_Prompt 1_. From the travel post about Asturia, return the part that opens with the words containing "Hola, Asturia!" and closes with "traveled to Asturia.".
_Prompt 2_. Condense the paragraph of the travel post about Asturia that begins "Each rainy morning, we walked" into a short bulleted list that keeps its main facts.
_Prompt 3_. Pick up the travel post about Asturia after its final sentence and keep writing.

_Text segment_.
Hola, Asturia!

It took us a minute to get to this trailhead. It took us 10 hours to get back. Here’s what else happened when Val and I traveled to Asturia.

Shockingly, an in-flight meal. With actual food. And wine. No additional charge.

First bit of scenery and geology in Ribadesella.

First mural panel in a series of six along a wall near the harbor in Ribadesella, depicting the city’s history, including its cave art dating from 33,000 years ago.

Yes, we had tickets to the famed Tito Bustillo cave, but we were rained out. (Good reason to return.)

Even in mist and rain, I ran along the promenade that encircled the harbor and opened to the Cantabrian Sea.

Each rainy morning, we walked from our AirBnB (pink building) past the playground and the sycamore trees that hold hands with each other to Cafe La Villa. Great coffee. Jovial hosts to locals and us. Very patient when I went in sin Val and sin Euros and explained paying by credit card: “Perdon, pero mi esposa dormiende con el dinero.”

In another attempt to explore Ribadesella’s pre-history, we went to the site of reputed dinosaur footprints.

The map confused us, and we wandered the lovely hillsides in the rain…

…until it started pouring, and we ducked into a bar, whose tender told us “imposible” due to the heignt of the ocean and the rain deteriorating the stairs. So we returned to the colorful streets just in time for the sun to peek out.

Then we walked from our AirBnB in the direction opposite our regular cafe and climbed the street to this view.

In preparation for the arrival of Val’s brother, Tony, and his children, we moved to a different AirBnB overlooking the harbor.

Picking up Tony, Alexander, and Mateo from the train station in Oviedo (the capital of Asturia, about one hour from Ribadesella), these sculptures caught my eye.

The next day, Tony drove us around several towns and beach sites, such as Llastres.

Then Llanes, where we finally found some dinosaur footprints.

We also hit some places that might not have names.

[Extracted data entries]

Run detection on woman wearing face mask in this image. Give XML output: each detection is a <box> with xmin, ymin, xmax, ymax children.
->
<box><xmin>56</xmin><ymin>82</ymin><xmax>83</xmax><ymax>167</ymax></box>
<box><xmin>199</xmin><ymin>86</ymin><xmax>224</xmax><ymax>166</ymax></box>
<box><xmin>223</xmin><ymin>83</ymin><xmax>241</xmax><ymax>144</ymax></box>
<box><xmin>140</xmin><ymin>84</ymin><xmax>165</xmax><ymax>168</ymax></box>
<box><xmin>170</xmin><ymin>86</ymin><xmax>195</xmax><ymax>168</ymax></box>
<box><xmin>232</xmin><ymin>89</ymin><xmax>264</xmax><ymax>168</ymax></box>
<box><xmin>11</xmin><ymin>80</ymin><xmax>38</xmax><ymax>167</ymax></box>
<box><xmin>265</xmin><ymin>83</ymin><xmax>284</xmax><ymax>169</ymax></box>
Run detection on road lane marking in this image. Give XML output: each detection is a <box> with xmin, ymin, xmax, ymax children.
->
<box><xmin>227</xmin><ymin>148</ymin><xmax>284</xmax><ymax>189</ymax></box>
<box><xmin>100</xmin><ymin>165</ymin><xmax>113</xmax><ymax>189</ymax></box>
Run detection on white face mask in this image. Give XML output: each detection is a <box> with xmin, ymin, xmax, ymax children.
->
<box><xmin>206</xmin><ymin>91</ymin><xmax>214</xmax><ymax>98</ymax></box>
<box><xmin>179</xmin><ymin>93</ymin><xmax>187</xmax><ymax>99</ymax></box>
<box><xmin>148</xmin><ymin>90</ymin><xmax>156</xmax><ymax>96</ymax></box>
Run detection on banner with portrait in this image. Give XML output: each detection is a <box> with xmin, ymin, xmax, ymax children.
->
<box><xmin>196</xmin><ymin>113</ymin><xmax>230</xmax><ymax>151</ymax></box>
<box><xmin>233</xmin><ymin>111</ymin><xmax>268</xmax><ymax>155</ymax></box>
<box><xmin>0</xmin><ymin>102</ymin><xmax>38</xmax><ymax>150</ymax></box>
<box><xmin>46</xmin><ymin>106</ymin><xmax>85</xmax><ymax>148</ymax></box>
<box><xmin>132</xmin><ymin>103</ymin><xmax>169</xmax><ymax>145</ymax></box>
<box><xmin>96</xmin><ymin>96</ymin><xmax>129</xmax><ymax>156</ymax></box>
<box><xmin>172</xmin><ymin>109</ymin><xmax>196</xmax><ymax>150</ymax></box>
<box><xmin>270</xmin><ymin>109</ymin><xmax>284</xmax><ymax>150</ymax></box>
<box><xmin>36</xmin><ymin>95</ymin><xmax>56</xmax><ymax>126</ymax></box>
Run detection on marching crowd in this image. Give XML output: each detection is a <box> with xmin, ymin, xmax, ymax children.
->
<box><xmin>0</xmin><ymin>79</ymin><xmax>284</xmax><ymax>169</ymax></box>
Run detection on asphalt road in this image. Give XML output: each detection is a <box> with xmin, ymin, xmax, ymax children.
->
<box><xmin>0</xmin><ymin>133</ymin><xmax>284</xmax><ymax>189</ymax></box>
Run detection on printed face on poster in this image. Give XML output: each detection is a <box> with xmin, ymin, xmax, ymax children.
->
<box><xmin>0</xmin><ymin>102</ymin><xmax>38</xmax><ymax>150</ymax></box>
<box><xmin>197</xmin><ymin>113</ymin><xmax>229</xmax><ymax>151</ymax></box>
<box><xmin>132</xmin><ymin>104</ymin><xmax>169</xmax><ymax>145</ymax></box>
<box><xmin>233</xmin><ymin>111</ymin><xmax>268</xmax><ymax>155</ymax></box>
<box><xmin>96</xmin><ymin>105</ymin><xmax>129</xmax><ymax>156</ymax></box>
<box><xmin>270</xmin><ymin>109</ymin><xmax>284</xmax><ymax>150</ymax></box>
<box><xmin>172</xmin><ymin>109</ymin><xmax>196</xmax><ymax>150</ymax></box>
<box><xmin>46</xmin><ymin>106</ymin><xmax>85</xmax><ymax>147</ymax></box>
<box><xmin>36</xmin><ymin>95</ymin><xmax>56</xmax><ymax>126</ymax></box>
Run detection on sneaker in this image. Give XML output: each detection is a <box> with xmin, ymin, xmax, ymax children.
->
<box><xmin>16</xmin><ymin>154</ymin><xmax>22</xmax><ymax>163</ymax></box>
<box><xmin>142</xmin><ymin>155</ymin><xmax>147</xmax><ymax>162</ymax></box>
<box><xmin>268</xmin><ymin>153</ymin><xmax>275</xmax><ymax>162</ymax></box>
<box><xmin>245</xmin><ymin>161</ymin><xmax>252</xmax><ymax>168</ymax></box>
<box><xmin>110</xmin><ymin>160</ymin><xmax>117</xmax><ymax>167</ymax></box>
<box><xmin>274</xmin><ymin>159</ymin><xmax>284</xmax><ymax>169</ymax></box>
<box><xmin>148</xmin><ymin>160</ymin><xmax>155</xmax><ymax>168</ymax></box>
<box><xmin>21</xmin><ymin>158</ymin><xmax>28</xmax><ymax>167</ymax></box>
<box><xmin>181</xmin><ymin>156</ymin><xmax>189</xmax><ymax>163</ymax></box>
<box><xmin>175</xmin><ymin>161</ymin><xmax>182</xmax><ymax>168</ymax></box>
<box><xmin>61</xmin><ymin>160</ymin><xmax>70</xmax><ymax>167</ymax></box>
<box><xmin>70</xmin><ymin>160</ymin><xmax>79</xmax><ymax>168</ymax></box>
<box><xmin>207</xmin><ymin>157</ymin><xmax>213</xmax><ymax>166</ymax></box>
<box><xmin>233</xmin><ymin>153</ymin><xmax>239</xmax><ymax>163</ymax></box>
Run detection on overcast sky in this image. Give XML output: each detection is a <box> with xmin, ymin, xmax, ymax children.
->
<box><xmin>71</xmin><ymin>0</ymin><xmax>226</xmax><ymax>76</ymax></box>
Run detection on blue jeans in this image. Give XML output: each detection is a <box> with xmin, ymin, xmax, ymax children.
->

_Answer 1_.
Hola, Asturia!

It took us a minute to get to this trailhead. It took us 10 hours to get back. Here’s what else happened when Val and I traveled to Asturia.

_Answer 2_.
- Each rainy morning, they walked from their AirBnB (the pink building) to Cafe La Villa.
- The route passed the playground and the sycamore trees.
- The cafe had great coffee and jovial hosts to both locals and the visitors.
- The staff were patient when the writer came in without Val and without euros and explained paying by credit card.

_Answer 3_.
We returned to Oviedo for a day before Tony and the boys hopped the train home. The car-free Old Town district is beautiful, with stone walkways, and stunning street sculptures and statues. Even a life-size Woody Allen, made in tribute to his shooting scenes there for Vicky Cristina Barcelona.

Now, about that hike that led off this blog entry. Val found it in a guidebook, which described the segment of the Ruta del Cares between Poncebos and Cain as one of the most picturesque in Spain. It is eight miles out and those same eight miles back (though they’re not called miles there), including a daunting first two miles mostly uphill mostly on scree and the trail occasionally narrowing to about two meters (European for “yards”), with sheer 500-meter drops to the raging river (not that the raging part would matter).

Poncebos as a placename on the map is mainly there as a marker for the trailhead and the hydroelectric plant powered by Rio Cares. We saw three other buildings, which all seemed to be housing for hikers. We stayed at Hostal Poncebos.

We arrived with enough light remaining for me to scout that initial ascent. With the mile jog from hotel to trailhead, it was a four-mile round trip.

In the next photo, see that white speck almost exactly in the middle? That’s the river.

Not too much after finding the goats, I headed back for a trout dinner at the hostal that I might have seen caught from the bank outside the dining room window.

Here are the next day’s hike highlights.

More goats way farther along the trail than I’d gone the previous evening.